— START —
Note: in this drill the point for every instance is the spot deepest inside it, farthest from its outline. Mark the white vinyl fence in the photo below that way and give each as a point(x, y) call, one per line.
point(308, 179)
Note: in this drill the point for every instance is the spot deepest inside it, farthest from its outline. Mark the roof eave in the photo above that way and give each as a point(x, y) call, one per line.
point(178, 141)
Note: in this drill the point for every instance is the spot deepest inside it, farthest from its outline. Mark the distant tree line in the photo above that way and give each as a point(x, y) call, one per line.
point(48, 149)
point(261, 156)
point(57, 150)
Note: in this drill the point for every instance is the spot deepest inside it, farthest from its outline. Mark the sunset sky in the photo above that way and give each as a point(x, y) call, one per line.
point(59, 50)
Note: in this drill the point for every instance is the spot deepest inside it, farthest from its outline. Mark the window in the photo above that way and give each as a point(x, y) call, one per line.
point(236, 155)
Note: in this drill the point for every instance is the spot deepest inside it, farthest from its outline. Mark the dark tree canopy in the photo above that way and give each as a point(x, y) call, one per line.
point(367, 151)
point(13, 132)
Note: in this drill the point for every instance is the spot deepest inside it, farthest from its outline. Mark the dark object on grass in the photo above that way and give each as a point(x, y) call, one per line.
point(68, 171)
— END —
- _GOAL_: Reproduce every one of the entries above word for word, with nothing changed or left out.

- _PROBLEM SOLUTION_:
Note: in this drill the point for every instance is the spot deepest inside it, farthest from its outline. Mark the white vinyl fence in the photo below that way and give each as a point(x, y) call, one per line.
point(308, 179)
Note: in this drill the point for every instance is the spot deepest inside it, farthest from its outline. Mark the roof eave in the photo above that way and give each as a point(x, y) call, one per line.
point(178, 141)
Note: in this drill the point for every instance is the spot deepest inside it, farthest from its outline. Mark the distant tree line in the photo above that way and give each as a point(x, y) call, one per line.
point(48, 149)
point(261, 156)
point(57, 150)
Note: in this drill the point for every instance is the spot deepest inside it, farthest from its outline. Mark the sunset sky in the photo above that way and give each as a point(x, y) call, one per line.
point(59, 50)
Note: in this drill the point for every instance is the spot deepest inside it, farthest from its outline. Mark the window in the photo above that way and give each as a point(x, y) call, one per line.
point(236, 155)
Note: in this drill the point for every instance is the spot deepest inside it, farthest from its outline. Mark the dark tree canopy in the photo above that way and give each as a point(x, y) call, one per line.
point(367, 151)
point(13, 132)
Note: in this drill the point for every instance is the spot deepest inside it, farthest from its outline. Mark the dark object on grass in the photo above that way and give each as a point(x, y) call, one per line.
point(68, 171)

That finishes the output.